▸ A tarefa
Pode transcrever fielmente o trecho do texto sobre a viagem de Yoani Sánchez que começa nas palavras "A senhora Yoani" e termina logo após "longa e complexa."?

▸ Texto de leitura
● ● ● ●

Internacional - América Latina
No México e em Nova York, ninguém lhe perguntou por quê durante seu périplo foi variando sua linguagem e dedicou-se a dizer o que cada um de seus anfitriões quiseram ouvir nos distintos países que foi visitando.
A senhora Yoani Sánchez, que diz ter estudado Filologia na Universidade de Havana, e que também segundo sua própria apresentação foi e é professora de espanhol para turistas, além de um sem-fim de coisas mais, transformada em jornalista por obra e graça do Prêmio Ortega y Gasset, jornalista virtual será o caso (já sabemos o que é a imprensa em Cuba), autora de um blog intitulado Generación Y (que deveria se chamar Generación Yo), mais famoso no estrangeiro do que dentro de Cuba, pôde por fim sair da ilha. Levava anos tentando. Após ter voltado a Cuba e depois de ter vivido durante dois anos ou mais na Suíça. Enfim, uma história, que como toda história cubana, é longa e complexa.
Resumindo, a senhora Sánchez, cuja história longa e complexa ela só mostra fragmentadamente, está dando a volta ao mundo desde há algumas semanas. Nesses poucos dias esteve no Brasil, em vários países europeus, no México e em seguida se dirigiu aos Estados Unidos, onde se encontra atualmente. No México, apresentaram-na a várias personalidades, entre elas o escritor Manuel Pereira, cuja história, também longa e complexa, se desvela nesta semana também pela metade na revista Cubaencuentro, em uma entrevista feita por um jovem mexicano que pode-se ler aqui e aqui.

● ● ● ●

▸ Material fornecido
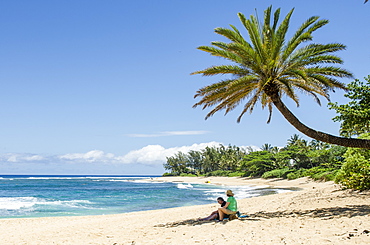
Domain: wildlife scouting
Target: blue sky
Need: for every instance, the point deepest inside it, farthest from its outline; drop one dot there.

● ● ● ●

▸ Resposta ao problema
A senhora Yoani Sánchez, que diz ter estudado Filologia na Universidade de Havana, e que também segundo sua própria apresentação foi e é professora de espanhol para turistas, além de um sem-fim de coisas mais, transformada em jornalista por obra e graça do Prêmio Ortega y Gasset, jornalista virtual será o caso (já sabemos o que é a imprensa em Cuba), autora de um blog intitulado Generación Y (que deveria se chamar Generación Yo), mais famoso no estrangeiro do que dentro de Cuba, pôde por fim sair da ilha. Levava anos tentando. Após ter voltado a Cuba e depois de ter vivido durante dois anos ou mais na Suíça. Enfim, uma história, que como toda história cubana, é longa e complexa.